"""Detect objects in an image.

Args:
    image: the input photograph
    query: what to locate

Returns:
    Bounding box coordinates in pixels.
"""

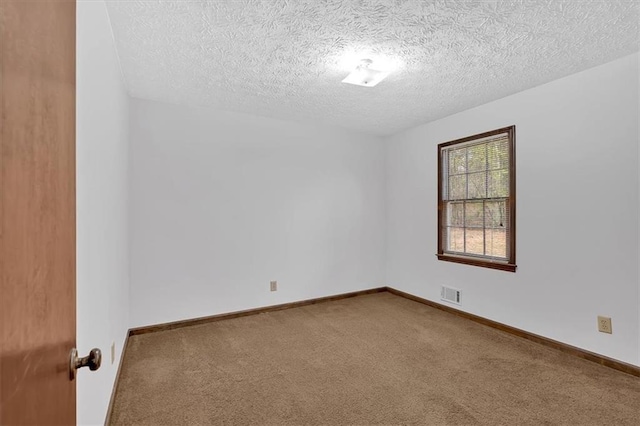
-----
◆ **Exercise details**
Can you rewrite the data above with every "photograph" changed to "picture", leaving everything else unchanged and leaving out the pictures?

◆ **Result of this task**
"""Detect objects in an image.

Args:
    image: the input picture
    query: what to locate

Returns:
    Bounding box coordinates in pixels.
"""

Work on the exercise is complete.